◆ Instructions:
1. Answer these three questions using the Greek potato salad recipe:
(a) How many potatoes does the recipe call for, and of what kind?
(b) What kind of vinegar goes into the dressing, and how much?
(c) Once the heat is reduced, how long are the potatoes cooked?
2. Pick up the Greek potato salad recipe after its last sentence and carry it forward.

◆ Passage given:
=======
Ingredients for - Greek Potato Salad

1. 10 medium Yukon Gold potatoes, peeled and cubed -
2. 1/2 teaspoon salt -
3. 1 cup chopped red onion -
4. 3/4 cup pitted Greek olives, chopped -
5. 1/2 cup crumbled feta cheese -
6. 1/4 cup chopped fresh parsley -
7. 2 tablespoons snipped fresh dill -
8. Dressing: -
9. 1/4 cup red wine vinegar -
10. 1 tablespoon Dijon mustard -
11. 2 garlic cloves, minced -
12. 1 teaspoon dried oregano -
13. 3/4 teaspoon salt -
14. 1/4 teaspoon pepper -
15. 1/2 cup olive oil -

How to cook deliciously - Greek Potato Salad

1. Stage

Place the peeled and cubed potatoes in a Dutch oven and add water until they're fully submerged. Add the salt, and bring the water to a boil. Reduce the heat and cook, uncovered, for 10 to 15 minutes or until the potatoes are fork-tender. Drain the water and transfer the potatoes to a large bowl.
=======
◆ Information shown:
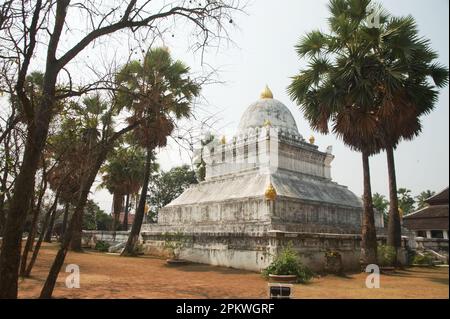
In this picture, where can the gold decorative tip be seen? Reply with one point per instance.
(270, 193)
(267, 93)
(267, 123)
(400, 212)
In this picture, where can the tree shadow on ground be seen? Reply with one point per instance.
(443, 281)
(194, 267)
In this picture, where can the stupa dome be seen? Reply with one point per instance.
(268, 111)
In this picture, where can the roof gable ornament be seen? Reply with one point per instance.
(270, 193)
(266, 93)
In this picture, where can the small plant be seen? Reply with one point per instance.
(424, 259)
(288, 263)
(333, 262)
(102, 246)
(386, 255)
(174, 242)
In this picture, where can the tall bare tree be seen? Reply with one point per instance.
(32, 23)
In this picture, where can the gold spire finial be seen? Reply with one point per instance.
(267, 93)
(270, 193)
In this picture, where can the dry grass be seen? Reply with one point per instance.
(111, 276)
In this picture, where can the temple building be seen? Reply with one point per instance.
(264, 188)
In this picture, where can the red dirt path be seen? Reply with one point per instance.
(111, 276)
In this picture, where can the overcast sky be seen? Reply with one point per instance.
(263, 53)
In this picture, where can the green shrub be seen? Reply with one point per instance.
(102, 246)
(288, 263)
(386, 255)
(423, 259)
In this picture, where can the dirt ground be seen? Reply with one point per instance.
(111, 276)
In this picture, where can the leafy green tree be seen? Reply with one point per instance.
(407, 79)
(381, 204)
(336, 93)
(157, 92)
(422, 197)
(104, 221)
(166, 186)
(405, 201)
(91, 212)
(123, 175)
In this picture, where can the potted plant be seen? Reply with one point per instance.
(422, 260)
(333, 262)
(173, 243)
(386, 258)
(288, 268)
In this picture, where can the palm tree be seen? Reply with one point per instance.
(335, 93)
(407, 80)
(422, 197)
(157, 92)
(123, 175)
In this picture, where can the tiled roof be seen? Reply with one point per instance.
(429, 218)
(439, 199)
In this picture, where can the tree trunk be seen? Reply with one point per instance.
(20, 201)
(117, 208)
(125, 217)
(129, 249)
(49, 286)
(369, 235)
(49, 231)
(30, 239)
(65, 219)
(394, 227)
(77, 229)
(51, 212)
(3, 186)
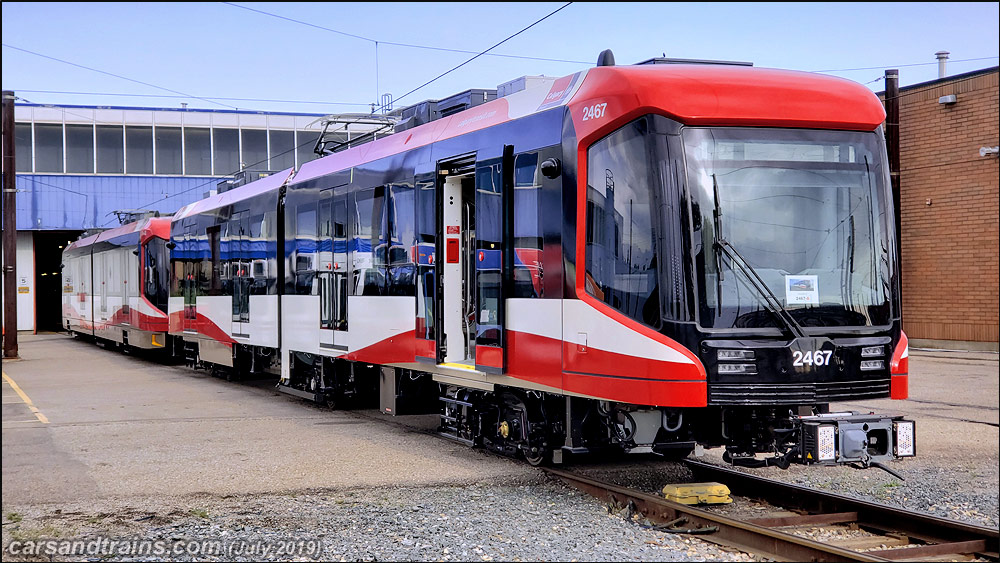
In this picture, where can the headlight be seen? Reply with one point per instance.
(905, 444)
(738, 369)
(872, 351)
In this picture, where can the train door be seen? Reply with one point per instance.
(332, 271)
(456, 299)
(239, 242)
(126, 260)
(189, 286)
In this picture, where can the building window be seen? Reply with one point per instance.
(168, 151)
(226, 149)
(22, 147)
(305, 145)
(282, 150)
(254, 149)
(48, 148)
(110, 150)
(197, 152)
(139, 150)
(80, 149)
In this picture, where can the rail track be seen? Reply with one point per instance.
(891, 534)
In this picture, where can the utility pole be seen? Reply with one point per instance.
(9, 232)
(892, 147)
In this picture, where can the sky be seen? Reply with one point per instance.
(328, 57)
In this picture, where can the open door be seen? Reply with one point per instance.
(242, 277)
(456, 304)
(494, 191)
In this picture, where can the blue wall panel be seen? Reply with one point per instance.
(65, 202)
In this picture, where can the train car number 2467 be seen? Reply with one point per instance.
(595, 111)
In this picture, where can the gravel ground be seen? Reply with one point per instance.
(543, 521)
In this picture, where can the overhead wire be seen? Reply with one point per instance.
(398, 44)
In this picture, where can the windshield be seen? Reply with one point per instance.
(806, 211)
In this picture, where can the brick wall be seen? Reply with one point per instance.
(949, 200)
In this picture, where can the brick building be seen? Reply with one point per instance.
(949, 193)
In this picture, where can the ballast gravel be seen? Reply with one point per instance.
(543, 521)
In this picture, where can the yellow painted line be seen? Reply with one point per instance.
(38, 414)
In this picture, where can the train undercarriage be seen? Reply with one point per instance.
(542, 428)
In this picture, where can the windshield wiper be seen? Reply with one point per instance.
(771, 301)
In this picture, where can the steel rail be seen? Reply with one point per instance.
(939, 534)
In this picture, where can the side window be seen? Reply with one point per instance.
(305, 248)
(621, 253)
(528, 273)
(402, 267)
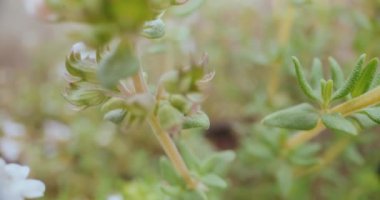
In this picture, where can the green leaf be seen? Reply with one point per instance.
(366, 78)
(373, 114)
(197, 120)
(337, 74)
(284, 177)
(217, 162)
(316, 74)
(214, 181)
(306, 88)
(351, 81)
(168, 172)
(116, 65)
(190, 159)
(337, 123)
(300, 117)
(115, 116)
(326, 91)
(170, 118)
(154, 29)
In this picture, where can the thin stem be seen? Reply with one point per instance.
(285, 20)
(368, 99)
(164, 138)
(327, 157)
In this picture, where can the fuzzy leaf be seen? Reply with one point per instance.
(337, 123)
(217, 162)
(351, 81)
(326, 90)
(168, 172)
(305, 86)
(284, 176)
(316, 73)
(118, 64)
(154, 29)
(197, 120)
(214, 181)
(337, 74)
(373, 114)
(115, 116)
(300, 117)
(366, 78)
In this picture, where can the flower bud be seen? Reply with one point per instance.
(112, 104)
(181, 103)
(115, 116)
(39, 9)
(84, 97)
(170, 118)
(197, 120)
(154, 29)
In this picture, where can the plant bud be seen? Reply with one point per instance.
(85, 97)
(154, 29)
(170, 81)
(181, 103)
(197, 120)
(159, 5)
(112, 104)
(115, 116)
(140, 104)
(170, 118)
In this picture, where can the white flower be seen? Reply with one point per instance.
(39, 9)
(84, 51)
(15, 186)
(115, 197)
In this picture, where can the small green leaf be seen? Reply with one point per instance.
(116, 65)
(337, 74)
(306, 88)
(373, 114)
(217, 162)
(316, 73)
(337, 123)
(190, 159)
(351, 81)
(168, 172)
(170, 118)
(112, 104)
(284, 177)
(154, 29)
(115, 116)
(326, 90)
(214, 181)
(300, 117)
(366, 78)
(197, 120)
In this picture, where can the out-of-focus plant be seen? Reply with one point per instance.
(105, 70)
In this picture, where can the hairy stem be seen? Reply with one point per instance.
(164, 138)
(327, 157)
(285, 20)
(368, 99)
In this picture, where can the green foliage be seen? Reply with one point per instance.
(118, 64)
(339, 124)
(300, 117)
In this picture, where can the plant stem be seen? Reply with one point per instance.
(285, 20)
(327, 157)
(164, 138)
(368, 99)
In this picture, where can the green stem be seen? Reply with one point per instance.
(164, 138)
(368, 99)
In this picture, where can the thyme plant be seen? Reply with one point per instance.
(105, 70)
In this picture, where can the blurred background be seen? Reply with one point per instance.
(249, 43)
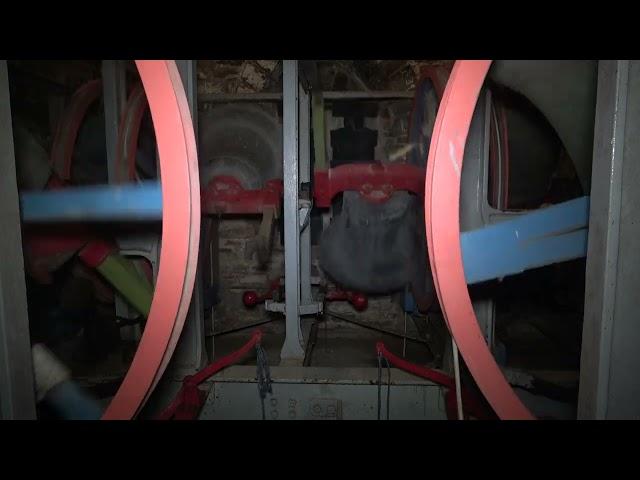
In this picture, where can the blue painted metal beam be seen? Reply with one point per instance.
(547, 236)
(551, 235)
(139, 202)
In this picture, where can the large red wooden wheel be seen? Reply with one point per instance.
(442, 221)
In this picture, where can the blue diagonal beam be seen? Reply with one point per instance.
(551, 235)
(136, 202)
(547, 236)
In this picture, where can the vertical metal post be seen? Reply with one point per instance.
(292, 348)
(609, 382)
(305, 177)
(115, 96)
(17, 397)
(191, 353)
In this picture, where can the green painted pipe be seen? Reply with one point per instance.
(121, 273)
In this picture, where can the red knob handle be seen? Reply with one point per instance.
(359, 301)
(250, 298)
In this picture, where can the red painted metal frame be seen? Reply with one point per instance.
(68, 127)
(358, 300)
(225, 195)
(180, 235)
(374, 181)
(442, 222)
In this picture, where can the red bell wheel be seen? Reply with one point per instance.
(442, 222)
(180, 236)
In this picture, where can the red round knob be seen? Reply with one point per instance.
(250, 298)
(359, 301)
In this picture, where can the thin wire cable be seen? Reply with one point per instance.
(456, 370)
(379, 384)
(388, 384)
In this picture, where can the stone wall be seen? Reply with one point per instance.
(238, 267)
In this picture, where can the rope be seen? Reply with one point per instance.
(263, 375)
=======
◆ Task answers:
1.
(a) 10 medium Yukon Gold potatoes.
(b) 1/4 cup of red wine vinegar.
(c) 10 to 15 minutes, uncovered, or until the potatoes are fork-tender.

2.
2. Stage

Add the chopped onions, chopped olives, crumbled feta, parsley and dill to the same bowl, tossing until the salad ingredients are well combined.

3. Stage

In a small bowl, whisk together the vinegar, mustard, garlic, oregano, salt and pepper, then slowly drizzle in the olive oil, continuing to whisk until a smooth dressing has formed. Drizzle the dressing over the potato mixture and toss to coat. Cover and refrigerate the salad until chilled, one to two hours.